[Work order]: Keeping every character as it is, transcribe the entries below.
- - - -
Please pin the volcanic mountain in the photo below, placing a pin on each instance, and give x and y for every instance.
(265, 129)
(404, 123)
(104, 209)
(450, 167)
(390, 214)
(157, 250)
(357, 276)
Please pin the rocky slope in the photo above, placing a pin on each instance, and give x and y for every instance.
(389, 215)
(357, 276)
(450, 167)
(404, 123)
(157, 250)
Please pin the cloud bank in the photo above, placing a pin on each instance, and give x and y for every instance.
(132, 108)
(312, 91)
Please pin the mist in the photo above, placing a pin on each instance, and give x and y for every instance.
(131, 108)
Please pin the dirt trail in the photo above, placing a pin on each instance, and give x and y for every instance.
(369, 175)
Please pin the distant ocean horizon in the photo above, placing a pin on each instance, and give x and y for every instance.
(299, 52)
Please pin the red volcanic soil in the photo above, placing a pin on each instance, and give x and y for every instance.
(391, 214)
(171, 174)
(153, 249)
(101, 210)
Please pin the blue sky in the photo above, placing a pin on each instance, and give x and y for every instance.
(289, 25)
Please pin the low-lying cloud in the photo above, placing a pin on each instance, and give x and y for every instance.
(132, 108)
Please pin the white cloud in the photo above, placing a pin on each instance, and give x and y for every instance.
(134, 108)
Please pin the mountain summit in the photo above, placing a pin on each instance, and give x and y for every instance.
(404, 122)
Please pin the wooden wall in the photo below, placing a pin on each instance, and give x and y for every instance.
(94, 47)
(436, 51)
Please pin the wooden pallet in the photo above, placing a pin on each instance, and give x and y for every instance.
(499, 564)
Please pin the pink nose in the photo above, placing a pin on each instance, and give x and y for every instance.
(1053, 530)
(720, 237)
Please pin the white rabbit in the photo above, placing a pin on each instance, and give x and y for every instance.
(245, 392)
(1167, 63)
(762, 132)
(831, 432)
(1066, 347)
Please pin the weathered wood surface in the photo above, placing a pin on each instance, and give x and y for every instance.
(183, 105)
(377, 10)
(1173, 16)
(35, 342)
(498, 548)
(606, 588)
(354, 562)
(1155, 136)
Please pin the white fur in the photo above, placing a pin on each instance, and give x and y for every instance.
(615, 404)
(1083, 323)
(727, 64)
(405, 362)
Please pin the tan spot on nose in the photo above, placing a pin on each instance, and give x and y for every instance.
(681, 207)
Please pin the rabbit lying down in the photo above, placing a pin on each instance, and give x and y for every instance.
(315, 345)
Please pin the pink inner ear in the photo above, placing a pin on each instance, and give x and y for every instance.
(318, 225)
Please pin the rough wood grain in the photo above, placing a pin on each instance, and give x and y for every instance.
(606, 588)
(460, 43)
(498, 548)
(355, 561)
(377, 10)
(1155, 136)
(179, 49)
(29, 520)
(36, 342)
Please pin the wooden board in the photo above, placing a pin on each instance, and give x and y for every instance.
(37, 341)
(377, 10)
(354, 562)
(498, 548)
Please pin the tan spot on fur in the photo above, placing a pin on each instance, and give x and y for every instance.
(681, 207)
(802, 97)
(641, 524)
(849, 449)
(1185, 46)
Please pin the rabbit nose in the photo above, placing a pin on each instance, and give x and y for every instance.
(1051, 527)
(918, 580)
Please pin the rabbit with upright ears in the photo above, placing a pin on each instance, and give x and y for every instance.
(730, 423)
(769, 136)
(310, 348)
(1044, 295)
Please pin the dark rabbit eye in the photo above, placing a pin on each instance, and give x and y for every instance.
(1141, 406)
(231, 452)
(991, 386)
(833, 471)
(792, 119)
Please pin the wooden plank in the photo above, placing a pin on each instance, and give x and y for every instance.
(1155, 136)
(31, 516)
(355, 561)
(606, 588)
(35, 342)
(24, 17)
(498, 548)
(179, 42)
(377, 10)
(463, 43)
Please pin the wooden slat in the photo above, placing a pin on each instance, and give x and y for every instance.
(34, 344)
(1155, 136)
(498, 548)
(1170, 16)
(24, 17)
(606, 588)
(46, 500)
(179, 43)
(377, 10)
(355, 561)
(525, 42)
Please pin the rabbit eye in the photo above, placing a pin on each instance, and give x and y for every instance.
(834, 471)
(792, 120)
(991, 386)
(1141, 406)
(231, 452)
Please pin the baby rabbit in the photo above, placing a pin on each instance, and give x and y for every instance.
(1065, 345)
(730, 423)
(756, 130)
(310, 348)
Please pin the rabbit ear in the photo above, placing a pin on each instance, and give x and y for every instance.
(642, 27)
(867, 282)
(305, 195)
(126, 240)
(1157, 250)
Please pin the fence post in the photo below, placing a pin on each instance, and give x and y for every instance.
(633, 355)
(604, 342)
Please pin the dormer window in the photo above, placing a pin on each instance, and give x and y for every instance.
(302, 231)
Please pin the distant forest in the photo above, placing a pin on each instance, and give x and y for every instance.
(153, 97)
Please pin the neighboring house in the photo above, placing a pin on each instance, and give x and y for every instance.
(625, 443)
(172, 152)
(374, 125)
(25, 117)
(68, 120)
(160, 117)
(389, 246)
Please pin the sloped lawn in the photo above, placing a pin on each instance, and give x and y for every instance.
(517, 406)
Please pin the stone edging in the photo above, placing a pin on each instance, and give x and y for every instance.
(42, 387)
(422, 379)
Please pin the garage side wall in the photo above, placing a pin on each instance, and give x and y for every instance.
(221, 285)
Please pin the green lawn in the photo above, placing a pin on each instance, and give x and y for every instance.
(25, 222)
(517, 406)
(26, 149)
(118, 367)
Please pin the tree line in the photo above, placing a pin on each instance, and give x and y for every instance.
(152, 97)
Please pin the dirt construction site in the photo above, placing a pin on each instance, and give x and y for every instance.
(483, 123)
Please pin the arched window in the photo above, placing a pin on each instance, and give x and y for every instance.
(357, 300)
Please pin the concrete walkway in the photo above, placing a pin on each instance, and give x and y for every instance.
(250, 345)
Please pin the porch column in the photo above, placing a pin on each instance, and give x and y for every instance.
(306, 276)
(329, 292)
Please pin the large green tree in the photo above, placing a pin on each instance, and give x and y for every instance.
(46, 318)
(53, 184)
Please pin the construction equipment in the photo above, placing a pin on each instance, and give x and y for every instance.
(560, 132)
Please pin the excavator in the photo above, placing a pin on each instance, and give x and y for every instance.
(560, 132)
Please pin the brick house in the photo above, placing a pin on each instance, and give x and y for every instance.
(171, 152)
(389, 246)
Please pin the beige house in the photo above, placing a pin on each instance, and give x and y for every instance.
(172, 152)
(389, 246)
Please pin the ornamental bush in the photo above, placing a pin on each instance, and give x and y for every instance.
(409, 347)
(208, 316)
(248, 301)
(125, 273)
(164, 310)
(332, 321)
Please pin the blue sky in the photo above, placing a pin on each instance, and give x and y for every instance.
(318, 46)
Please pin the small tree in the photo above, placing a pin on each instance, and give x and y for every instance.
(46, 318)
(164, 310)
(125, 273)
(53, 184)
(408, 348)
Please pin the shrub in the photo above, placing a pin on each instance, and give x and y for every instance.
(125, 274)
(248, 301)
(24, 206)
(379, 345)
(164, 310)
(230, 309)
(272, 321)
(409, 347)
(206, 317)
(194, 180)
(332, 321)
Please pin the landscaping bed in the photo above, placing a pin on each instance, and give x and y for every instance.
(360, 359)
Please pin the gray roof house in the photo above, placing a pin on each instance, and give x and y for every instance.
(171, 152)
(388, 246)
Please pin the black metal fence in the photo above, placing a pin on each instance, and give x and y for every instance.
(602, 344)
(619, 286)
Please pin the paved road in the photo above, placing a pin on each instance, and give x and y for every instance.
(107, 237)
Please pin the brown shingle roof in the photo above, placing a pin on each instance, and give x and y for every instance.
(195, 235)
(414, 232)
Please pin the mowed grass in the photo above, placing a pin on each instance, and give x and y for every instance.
- - - -
[Expected output]:
Please pin the volcanic mountain in the photo below, placing a pin on each instance, and give x and y for every instance.
(265, 129)
(404, 123)
(104, 209)
(450, 167)
(390, 214)
(157, 250)
(357, 276)
Please pin the rocky slope in the photo above, placing a pin on each instance, and give x and y for every instance.
(389, 215)
(357, 276)
(450, 167)
(404, 123)
(157, 250)
Please pin the cloud bank in the photo above, placing a pin on each instance, and give x and y for every instance.
(132, 108)
(312, 91)
Please pin the mist in the photo above, placing a pin on each instance, and give x and y for every instance.
(131, 108)
Please pin the dirt trail in the photo above, placing a pin on each instance, and give x and y for every instance.
(369, 175)
Please pin the distant ocean horizon in the photo above, placing a pin on each instance, and give x and y for every instance.
(299, 52)
Please pin the red volcanic soil in the photo above, placing a pin on each instance, and give x and y for every instance.
(391, 214)
(171, 174)
(153, 249)
(101, 210)
Please pin the blue sky in the photo above, placing a pin on each instance, and give x and y for every instance.
(289, 25)
Please pin the low-lying cloud in the photo above, placing a pin on each instance, and give x and y for every instance.
(132, 108)
Please pin the white cloud in the photo above, placing a pin on each instance, and give x and y for every instance.
(134, 108)
Please pin the mountain summit in the photo above, placing a pin on each instance, and give x and y for every instance.
(404, 122)
Please pin the wooden wall in the photo below, placing a pin on each instance, and give x and y for every instance.
(94, 47)
(436, 51)
Please pin the wooden pallet in the photo above, placing a pin on each instance, and give x and y for every instance.
(499, 564)
Please pin the pink nose in the photo above, placing a pin on each instance, and give x and y for every instance.
(1053, 530)
(720, 237)
Please pin the white rabbit in the photo above, placing a pin on each instance, and give x and y for every instance.
(245, 392)
(1167, 63)
(762, 132)
(831, 432)
(1066, 347)
Please pin the weathered wood surface in the photo above, placing a pin on each instance, and give x and y for every instance.
(183, 105)
(377, 10)
(1173, 16)
(35, 342)
(498, 548)
(606, 588)
(354, 562)
(1155, 136)
Please pin the white fur in the photo above, placing a pin on each instance, and give x and y for every instance.
(615, 404)
(1083, 323)
(727, 64)
(405, 362)
Please pin the tan spot on nose in the photo above, placing a pin on each instance, and give x and y for every instance.
(681, 207)
Please pin the rabbit lying down in the photo above, placing a pin on each instance, and give x and y for every instance.
(315, 345)
Please pin the pink inner ear in the photo above, placing a pin on each instance, and give x and y for every instance.
(318, 225)
Please pin the rough wood grain in the photo above, placing a pin on each instance, and give x and y for every instance.
(606, 588)
(460, 43)
(498, 548)
(355, 561)
(377, 10)
(1155, 136)
(179, 49)
(29, 520)
(36, 342)
Please pin the wooden board in the photo above, placing a pin on each instance, and give x and y for every instance.
(37, 341)
(377, 10)
(354, 562)
(498, 548)
Please pin the tan spot on fur in the photo above, placing a pin on each instance, and give x and y for every instance.
(681, 207)
(802, 97)
(641, 524)
(849, 449)
(1185, 46)
Please pin the rabbit nose in the photo above, placing a pin on each instance, and give x and y for every instance.
(1051, 527)
(918, 580)
Please pin the rabbit with upright ears in the photo above, placing a pin on each instance, and give x and y for every instance.
(730, 423)
(769, 136)
(310, 348)
(1044, 295)
Please pin the dark rabbit eye in the photo above, placing a pin on each instance, and give x and y for every instance.
(1141, 406)
(231, 452)
(991, 386)
(833, 471)
(792, 119)
Please pin the wooden plank in the photo above, placing a pin on each instance, and give x and y for every instance.
(1155, 136)
(31, 516)
(355, 561)
(606, 588)
(35, 342)
(24, 17)
(498, 548)
(179, 42)
(377, 10)
(463, 43)
Please pin the wooden slat in the photo above, placing a pin on each instance, and give x and y for every instance.
(34, 344)
(1155, 136)
(498, 548)
(1170, 16)
(24, 17)
(606, 588)
(46, 500)
(179, 43)
(377, 10)
(355, 561)
(525, 42)
Please pin the rabbit eye in the photo above, placing a pin on each instance, and give x and y for every instance.
(834, 471)
(792, 120)
(991, 386)
(1141, 406)
(231, 452)
Please pin the baby rabbit in the photo above, placing a pin on each instance, and give x and y for every instance.
(1065, 345)
(730, 423)
(756, 130)
(310, 348)
Please pin the rabbit ear in the photo above, placing a pin on each instance, and give x and y for every instance.
(642, 27)
(867, 282)
(305, 195)
(126, 240)
(1157, 250)
Please pin the fence post in the photo below, placing a pin on each instance, and give x and y for every instance.
(633, 355)
(604, 342)
Please pin the dormer window in the photo above, placing a pin on each instance, and give x and y for every instance.
(302, 231)
Please pin the distant forest in the photo above, placing a pin on each instance, and give x and y for every instance.
(153, 97)
Please pin the neighboring house in the photo above, placing a pin on each instance, and give x and y for every instance.
(625, 443)
(172, 152)
(374, 125)
(25, 117)
(68, 120)
(160, 117)
(389, 246)
Please pin the sloped lawn in the photo above, placing a pin on each instance, and give x and y for every instance.
(517, 406)
Please pin the stone edging in the photo above, placing a pin on each instance, and give x and y for every instance.
(42, 387)
(422, 379)
Please pin the garage side wall in the photo above, placing a pin on each instance, and give x and y for every instance.
(221, 285)
Please pin the green lawn in the photo above, placing a pin on each instance, and give x and y for every instance.
(25, 222)
(517, 406)
(26, 149)
(118, 367)
Please pin the tree line in the photo above, placing a pin on each instance, and give x and y for every instance.
(152, 97)
Please pin the dirt construction site in the photo above, placing a pin on each instance, and give x and y for every instance.
(483, 123)
Please pin the arched window in the photo above, placing a pin on each instance, and give x and y for every instance.
(357, 300)
Please pin the concrete walkway in the photo above, placing a pin on each instance, and give x and y for every instance.
(250, 345)
Please pin the porch column in the photo above, placing a pin on each instance, and give x and y for every instance.
(306, 276)
(329, 292)
Please pin the large green tree in the photo above, placing a pin on each instance, and give x and y for every instance.
(46, 318)
(53, 184)
Please pin the construction equipment in the photo above, placing a pin on each instance, and give x and y for every instance.
(560, 132)
Please pin the excavator in the photo above, placing a pin on each instance, and give x and y for every instance.
(560, 132)
Please pin the brick house in the photo above, placing a pin on each instance, and give x and y for every instance.
(171, 152)
(389, 246)
Please pin the beige house in the photo above, placing a pin on each instance, and give x and y for every instance.
(172, 152)
(389, 246)
Please pin the ornamental bush in the photo above, placing a pin on each instance, and give x and y for every instance.
(409, 347)
(208, 316)
(248, 301)
(125, 273)
(164, 310)
(332, 321)
Please pin the blue sky in the photo above, placing a pin on each instance, and give x and y for every instance.
(318, 46)
Please pin the small tree in the photo above, placing a pin on each instance, and give x and y for every instance.
(46, 318)
(164, 310)
(125, 273)
(53, 184)
(408, 348)
Please pin the shrub in the photo above, placing a pin on each instance, and give x and y for every instance.
(125, 274)
(248, 301)
(24, 206)
(379, 345)
(164, 310)
(230, 309)
(272, 321)
(409, 347)
(206, 317)
(194, 180)
(332, 321)
Please pin the landscaping bed in the photo above, placing a pin on each instance, and give x and y for every instance.
(360, 359)
Please pin the gray roof house in the photo above, placing a pin on each instance, and give x and y for every instance.
(171, 152)
(388, 246)
Please pin the black metal fence in the photo above, placing a pin on each instance, and give x and y for every instance.
(602, 344)
(619, 286)
Please pin the paved road in the photo above, placing a pin on each instance, and give x and y for every instance.
(107, 237)
Please pin the brown shingle roof in the photo above, placing a pin on each instance, and give x and y for every instance.
(195, 235)
(414, 232)
Please pin the mowed grass in the photo above, placing a pin on each instance, and give x and y for every instance.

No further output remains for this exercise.